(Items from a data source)
■ ■ ■ ■ ■

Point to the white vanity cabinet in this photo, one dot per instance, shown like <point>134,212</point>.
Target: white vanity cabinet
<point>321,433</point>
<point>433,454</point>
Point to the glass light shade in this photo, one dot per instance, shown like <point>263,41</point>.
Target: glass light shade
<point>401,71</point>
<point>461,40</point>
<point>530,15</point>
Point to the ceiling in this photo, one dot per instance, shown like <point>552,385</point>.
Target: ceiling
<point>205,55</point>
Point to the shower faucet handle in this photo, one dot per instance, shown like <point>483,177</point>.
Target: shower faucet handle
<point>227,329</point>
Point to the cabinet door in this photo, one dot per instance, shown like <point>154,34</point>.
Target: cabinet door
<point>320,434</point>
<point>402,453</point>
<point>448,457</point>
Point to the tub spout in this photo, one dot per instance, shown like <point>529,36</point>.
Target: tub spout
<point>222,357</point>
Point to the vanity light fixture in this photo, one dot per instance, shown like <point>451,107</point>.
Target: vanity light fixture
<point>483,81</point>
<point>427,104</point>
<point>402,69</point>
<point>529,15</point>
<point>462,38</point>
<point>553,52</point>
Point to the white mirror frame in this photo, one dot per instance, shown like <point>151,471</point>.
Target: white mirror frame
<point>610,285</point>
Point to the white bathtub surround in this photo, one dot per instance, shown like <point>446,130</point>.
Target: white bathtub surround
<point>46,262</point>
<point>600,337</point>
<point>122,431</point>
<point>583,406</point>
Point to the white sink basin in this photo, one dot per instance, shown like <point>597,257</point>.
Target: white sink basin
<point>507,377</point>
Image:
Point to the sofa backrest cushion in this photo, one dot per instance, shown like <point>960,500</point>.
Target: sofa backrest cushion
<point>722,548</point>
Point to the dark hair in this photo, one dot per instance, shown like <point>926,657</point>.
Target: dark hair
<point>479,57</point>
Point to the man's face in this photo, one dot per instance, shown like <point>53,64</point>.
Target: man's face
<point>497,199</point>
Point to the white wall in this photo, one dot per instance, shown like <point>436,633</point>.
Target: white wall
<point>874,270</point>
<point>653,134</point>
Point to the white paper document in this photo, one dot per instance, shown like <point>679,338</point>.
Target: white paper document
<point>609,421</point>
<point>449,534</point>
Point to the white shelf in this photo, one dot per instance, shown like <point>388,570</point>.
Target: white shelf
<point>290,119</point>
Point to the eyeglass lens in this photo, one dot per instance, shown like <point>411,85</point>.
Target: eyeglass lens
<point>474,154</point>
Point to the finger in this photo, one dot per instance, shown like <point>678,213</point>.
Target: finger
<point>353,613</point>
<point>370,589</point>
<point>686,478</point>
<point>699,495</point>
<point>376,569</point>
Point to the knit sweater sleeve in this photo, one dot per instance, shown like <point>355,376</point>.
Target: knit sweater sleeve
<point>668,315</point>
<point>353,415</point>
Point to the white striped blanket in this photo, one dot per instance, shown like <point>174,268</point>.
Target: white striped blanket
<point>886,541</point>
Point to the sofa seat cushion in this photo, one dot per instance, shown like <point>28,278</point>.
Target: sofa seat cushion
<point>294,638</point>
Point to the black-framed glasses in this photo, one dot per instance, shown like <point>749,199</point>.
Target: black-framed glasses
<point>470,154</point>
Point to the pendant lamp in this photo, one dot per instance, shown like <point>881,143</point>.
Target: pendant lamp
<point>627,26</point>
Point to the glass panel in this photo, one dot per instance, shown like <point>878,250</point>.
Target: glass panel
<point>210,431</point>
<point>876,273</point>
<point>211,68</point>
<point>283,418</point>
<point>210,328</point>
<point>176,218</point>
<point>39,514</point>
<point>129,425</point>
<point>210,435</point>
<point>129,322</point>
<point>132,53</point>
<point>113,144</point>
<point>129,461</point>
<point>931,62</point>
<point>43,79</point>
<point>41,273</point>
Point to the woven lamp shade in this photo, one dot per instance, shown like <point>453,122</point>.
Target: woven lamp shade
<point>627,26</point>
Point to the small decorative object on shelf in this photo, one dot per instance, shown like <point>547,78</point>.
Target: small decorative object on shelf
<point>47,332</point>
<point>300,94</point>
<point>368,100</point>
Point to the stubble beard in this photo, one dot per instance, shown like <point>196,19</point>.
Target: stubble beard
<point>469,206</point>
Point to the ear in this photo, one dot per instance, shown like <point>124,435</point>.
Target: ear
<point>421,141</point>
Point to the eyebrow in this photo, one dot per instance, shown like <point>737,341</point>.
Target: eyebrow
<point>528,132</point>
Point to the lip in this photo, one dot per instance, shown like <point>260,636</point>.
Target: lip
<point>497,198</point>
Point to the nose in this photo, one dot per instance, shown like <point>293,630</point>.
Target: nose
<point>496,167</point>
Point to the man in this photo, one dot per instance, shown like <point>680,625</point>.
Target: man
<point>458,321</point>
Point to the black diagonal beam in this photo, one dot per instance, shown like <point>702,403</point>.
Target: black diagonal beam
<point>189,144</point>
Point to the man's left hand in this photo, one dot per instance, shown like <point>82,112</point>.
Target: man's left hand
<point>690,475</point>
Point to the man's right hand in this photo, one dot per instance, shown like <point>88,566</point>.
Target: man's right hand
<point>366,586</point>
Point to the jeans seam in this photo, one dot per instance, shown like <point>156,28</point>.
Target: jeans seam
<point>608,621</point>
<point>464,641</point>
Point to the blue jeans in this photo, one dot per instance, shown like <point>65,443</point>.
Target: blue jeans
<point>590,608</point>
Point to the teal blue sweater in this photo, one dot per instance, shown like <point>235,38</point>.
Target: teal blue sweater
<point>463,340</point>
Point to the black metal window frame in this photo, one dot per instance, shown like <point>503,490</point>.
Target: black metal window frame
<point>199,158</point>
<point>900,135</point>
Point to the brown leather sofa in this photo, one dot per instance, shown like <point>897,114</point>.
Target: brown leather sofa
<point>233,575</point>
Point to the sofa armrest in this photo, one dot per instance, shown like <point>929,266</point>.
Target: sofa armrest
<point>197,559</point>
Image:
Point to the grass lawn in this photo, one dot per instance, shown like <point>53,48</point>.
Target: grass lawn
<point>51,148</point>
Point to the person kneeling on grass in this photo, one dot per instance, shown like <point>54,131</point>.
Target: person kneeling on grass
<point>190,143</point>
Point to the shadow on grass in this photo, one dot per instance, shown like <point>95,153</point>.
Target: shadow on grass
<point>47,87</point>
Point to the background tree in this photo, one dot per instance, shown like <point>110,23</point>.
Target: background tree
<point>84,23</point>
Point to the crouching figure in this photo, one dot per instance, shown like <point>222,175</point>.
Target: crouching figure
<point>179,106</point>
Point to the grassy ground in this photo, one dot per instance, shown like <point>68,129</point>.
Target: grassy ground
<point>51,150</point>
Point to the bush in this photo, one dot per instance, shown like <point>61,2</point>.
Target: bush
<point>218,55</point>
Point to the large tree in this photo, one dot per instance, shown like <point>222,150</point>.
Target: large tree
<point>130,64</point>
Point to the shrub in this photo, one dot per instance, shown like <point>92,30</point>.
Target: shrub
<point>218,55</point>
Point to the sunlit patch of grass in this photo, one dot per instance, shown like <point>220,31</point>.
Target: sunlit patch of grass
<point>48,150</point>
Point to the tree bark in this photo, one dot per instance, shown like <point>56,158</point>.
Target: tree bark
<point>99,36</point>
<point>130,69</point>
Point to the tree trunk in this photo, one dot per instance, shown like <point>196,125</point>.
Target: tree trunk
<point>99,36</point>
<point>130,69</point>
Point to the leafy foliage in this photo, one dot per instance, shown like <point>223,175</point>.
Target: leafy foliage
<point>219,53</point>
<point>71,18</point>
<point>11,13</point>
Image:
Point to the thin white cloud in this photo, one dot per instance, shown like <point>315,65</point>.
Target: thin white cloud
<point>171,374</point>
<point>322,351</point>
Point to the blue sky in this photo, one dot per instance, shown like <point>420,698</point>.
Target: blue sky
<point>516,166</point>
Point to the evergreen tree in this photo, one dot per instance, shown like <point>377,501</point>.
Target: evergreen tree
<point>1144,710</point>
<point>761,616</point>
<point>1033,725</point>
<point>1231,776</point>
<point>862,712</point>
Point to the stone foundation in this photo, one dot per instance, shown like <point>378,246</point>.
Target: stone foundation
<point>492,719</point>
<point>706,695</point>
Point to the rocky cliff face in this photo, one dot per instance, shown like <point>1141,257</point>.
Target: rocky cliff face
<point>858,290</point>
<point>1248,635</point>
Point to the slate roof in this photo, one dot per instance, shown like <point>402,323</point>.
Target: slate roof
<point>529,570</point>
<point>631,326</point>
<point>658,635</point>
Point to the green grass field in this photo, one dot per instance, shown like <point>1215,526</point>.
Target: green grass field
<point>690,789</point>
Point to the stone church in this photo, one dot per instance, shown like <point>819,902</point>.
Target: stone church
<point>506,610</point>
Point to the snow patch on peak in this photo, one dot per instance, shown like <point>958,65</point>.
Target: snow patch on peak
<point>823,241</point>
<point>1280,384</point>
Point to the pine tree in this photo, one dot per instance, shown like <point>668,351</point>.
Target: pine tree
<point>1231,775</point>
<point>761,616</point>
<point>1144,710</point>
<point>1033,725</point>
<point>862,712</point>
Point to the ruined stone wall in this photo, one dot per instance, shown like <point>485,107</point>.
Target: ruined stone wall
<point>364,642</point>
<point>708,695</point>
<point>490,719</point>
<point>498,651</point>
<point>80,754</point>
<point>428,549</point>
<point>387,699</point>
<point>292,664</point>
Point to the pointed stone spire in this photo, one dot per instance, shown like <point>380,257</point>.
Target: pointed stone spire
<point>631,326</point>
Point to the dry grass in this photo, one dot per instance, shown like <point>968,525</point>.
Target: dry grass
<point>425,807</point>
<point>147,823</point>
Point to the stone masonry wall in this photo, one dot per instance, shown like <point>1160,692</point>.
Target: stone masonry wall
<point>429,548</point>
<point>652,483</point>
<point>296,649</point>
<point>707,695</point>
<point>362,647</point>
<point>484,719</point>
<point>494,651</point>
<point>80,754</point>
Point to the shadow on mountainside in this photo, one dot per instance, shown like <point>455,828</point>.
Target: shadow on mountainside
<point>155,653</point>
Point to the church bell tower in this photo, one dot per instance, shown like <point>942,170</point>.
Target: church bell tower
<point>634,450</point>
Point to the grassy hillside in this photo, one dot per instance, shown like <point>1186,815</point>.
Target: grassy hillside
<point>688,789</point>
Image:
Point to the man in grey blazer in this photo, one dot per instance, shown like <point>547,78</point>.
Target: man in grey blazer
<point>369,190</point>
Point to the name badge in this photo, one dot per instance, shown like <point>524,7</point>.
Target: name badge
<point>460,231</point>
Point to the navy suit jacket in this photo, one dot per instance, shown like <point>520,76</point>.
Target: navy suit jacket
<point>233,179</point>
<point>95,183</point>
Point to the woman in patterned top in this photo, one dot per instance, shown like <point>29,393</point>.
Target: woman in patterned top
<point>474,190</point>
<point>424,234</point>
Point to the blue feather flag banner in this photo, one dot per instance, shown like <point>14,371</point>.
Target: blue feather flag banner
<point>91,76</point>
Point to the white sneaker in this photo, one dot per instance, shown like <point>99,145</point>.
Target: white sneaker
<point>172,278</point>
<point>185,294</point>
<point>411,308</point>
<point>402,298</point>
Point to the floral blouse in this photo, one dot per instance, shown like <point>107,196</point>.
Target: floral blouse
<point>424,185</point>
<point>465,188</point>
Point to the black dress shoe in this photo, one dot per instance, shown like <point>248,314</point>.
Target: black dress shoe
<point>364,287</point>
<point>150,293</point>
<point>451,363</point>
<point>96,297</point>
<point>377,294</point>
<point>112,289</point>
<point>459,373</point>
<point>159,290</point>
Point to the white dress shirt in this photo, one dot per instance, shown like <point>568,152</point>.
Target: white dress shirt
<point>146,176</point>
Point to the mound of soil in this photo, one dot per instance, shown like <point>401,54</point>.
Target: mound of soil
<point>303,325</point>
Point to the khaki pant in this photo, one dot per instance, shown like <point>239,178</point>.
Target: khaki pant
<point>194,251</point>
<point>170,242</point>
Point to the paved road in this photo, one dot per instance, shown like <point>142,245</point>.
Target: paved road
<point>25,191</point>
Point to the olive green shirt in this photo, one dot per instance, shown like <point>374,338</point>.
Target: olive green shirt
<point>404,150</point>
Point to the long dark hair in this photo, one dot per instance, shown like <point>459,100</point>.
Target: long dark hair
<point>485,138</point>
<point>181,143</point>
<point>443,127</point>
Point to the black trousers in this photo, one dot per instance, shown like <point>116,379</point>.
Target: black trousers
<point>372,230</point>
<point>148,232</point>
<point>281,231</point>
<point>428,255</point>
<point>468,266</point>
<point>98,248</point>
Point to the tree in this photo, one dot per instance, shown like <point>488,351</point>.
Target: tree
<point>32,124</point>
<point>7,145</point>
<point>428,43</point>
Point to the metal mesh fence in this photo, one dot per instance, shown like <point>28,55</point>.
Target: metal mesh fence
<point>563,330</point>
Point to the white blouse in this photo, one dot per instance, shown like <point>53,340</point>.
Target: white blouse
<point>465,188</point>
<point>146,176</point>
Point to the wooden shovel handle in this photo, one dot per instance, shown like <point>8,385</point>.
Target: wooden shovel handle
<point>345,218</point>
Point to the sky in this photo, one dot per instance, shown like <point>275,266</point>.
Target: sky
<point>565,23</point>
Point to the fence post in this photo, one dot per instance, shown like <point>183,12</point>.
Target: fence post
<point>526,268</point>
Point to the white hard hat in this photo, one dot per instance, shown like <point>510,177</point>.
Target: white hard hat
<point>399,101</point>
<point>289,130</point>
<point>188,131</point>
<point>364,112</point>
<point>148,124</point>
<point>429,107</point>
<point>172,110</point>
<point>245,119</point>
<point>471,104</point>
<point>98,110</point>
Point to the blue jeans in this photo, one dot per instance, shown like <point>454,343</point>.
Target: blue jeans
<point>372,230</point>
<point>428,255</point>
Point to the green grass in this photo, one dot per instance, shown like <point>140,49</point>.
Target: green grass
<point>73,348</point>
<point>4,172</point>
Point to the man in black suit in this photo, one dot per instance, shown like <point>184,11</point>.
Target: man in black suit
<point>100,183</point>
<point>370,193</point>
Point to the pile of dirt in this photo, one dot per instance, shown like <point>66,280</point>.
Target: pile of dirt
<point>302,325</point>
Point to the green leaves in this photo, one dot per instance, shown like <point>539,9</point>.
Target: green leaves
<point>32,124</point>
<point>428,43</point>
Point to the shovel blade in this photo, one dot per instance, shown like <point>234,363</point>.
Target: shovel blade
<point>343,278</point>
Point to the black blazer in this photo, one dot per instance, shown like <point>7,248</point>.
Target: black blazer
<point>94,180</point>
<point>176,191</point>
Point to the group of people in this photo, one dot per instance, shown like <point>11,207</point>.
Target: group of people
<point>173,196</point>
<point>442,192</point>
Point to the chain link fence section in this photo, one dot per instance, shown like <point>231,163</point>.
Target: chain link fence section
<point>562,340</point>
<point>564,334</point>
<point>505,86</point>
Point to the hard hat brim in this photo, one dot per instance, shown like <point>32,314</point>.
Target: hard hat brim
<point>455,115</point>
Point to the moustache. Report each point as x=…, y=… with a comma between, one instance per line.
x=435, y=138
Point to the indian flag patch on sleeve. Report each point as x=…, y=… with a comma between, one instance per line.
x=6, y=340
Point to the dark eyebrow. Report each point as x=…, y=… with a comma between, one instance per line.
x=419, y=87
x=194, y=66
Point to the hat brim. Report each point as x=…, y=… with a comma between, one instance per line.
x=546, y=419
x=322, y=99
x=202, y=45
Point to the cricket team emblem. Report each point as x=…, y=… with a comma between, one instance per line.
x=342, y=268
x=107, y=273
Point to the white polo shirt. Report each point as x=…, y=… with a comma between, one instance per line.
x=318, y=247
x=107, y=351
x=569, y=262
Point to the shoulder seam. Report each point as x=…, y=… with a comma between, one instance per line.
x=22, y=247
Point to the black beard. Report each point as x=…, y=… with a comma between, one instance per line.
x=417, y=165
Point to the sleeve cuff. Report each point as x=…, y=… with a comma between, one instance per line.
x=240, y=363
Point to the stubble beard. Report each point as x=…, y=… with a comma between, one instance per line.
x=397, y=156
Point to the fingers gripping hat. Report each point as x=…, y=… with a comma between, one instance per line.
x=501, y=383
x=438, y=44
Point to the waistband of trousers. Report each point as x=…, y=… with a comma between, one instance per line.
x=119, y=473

■ ■ ■ ■ ■

» To do: The lines above from the one containing "Point to the stone church" through the one containing "Point to the ruined" are to be set down exactly, and no others.

» Answer box:
Point to the stone church in this photo, one dot per instance, shown like <point>819,902</point>.
Target: stone church
<point>506,610</point>
Point to the snow patch on peak in this photo, one dot per instance, shown like <point>958,65</point>.
Target: snow patch on peak
<point>823,241</point>
<point>1280,384</point>
Point to the pine tree in this photo, one dot per instance, shown like <point>668,351</point>.
Target: pine tree
<point>1231,775</point>
<point>761,616</point>
<point>1144,710</point>
<point>1033,725</point>
<point>862,712</point>
Point to the ruined stone wall in this photo, one dot per instance, shown like <point>485,107</point>.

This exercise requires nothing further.